[begin Extracted records]
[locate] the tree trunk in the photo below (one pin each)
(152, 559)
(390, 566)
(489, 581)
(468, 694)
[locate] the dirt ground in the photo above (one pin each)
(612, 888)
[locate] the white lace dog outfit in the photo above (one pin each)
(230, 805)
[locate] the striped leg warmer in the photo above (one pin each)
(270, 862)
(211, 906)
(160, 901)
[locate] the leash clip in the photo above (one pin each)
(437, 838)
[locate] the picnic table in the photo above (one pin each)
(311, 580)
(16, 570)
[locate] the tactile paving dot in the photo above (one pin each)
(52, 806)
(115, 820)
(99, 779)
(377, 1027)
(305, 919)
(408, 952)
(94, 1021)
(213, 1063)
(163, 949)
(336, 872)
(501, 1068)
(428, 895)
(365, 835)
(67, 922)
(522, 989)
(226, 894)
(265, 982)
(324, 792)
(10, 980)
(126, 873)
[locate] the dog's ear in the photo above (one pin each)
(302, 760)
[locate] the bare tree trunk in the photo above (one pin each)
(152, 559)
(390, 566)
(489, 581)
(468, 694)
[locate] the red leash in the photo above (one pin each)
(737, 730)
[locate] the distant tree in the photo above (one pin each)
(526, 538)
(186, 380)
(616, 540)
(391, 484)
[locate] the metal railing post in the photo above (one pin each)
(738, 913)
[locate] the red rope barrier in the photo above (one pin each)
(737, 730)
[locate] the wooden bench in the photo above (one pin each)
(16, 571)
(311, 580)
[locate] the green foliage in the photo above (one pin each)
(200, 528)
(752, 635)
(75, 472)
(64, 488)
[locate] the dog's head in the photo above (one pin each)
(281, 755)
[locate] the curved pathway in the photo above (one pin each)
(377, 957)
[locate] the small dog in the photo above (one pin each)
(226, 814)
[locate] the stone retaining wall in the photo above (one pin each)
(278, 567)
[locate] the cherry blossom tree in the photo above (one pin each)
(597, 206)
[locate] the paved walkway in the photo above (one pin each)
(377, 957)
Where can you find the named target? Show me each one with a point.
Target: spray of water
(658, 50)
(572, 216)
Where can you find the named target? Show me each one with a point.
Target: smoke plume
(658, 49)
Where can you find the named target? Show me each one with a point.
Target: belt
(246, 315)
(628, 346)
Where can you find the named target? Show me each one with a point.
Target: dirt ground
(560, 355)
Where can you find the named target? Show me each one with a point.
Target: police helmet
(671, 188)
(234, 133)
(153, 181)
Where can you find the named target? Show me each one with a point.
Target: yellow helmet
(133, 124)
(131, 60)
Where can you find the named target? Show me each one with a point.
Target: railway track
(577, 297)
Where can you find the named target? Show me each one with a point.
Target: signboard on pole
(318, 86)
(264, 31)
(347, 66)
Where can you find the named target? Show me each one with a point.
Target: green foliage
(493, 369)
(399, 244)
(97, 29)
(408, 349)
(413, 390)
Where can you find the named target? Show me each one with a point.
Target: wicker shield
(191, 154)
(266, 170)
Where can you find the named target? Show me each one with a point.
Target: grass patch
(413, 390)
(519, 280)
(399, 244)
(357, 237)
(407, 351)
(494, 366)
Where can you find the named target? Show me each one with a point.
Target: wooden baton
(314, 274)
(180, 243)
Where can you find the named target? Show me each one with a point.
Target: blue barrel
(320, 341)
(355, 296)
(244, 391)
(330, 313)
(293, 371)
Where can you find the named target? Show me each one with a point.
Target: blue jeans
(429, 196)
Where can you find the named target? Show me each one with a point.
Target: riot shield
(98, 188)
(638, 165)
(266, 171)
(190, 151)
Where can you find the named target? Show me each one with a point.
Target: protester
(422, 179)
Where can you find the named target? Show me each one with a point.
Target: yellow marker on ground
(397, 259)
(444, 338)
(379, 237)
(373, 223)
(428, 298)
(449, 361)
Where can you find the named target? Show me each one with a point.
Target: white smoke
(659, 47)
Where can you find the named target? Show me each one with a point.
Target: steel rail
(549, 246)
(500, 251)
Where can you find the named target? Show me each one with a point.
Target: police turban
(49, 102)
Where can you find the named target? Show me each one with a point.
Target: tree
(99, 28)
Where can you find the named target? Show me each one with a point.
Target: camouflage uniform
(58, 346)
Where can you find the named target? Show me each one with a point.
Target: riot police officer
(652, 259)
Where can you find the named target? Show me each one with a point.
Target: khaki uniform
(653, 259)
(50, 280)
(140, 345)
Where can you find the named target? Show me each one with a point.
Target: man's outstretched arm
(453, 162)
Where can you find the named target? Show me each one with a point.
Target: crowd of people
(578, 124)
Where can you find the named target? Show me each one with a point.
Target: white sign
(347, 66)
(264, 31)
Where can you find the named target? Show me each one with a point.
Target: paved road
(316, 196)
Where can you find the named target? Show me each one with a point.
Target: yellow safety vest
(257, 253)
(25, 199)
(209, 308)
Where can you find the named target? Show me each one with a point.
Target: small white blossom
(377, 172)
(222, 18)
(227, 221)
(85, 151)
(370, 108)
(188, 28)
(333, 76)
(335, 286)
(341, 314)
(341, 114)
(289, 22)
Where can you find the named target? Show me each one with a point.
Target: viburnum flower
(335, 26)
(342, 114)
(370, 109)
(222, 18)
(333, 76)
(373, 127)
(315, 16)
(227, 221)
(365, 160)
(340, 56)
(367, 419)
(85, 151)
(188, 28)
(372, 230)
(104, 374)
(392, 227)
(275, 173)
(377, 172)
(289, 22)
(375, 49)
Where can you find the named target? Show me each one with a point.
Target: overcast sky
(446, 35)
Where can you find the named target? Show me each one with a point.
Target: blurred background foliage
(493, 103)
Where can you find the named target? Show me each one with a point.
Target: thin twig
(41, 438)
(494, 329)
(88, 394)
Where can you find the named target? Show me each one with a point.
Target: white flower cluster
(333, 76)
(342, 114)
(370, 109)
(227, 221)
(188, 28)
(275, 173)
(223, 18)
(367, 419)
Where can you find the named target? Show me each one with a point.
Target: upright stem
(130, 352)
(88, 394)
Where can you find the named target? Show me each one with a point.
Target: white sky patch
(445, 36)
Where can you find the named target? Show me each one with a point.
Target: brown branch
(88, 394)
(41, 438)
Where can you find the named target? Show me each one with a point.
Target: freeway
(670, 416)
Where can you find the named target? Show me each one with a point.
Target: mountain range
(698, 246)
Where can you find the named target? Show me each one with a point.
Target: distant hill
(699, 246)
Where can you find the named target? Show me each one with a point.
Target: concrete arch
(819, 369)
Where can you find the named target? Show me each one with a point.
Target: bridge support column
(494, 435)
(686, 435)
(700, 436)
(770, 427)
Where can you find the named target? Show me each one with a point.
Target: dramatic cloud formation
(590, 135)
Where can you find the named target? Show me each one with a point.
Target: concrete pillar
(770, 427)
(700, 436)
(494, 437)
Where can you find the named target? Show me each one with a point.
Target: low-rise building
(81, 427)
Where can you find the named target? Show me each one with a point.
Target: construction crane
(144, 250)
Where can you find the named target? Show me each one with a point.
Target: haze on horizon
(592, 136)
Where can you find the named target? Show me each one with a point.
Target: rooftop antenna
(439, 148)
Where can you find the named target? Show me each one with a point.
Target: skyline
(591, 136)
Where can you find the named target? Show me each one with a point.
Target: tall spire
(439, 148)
[end Extracted records]
» Direction
List each row above that contains the word "riot", copying every such row in full.

» Answer to the problem
Target: riot shield
Target: riot police officer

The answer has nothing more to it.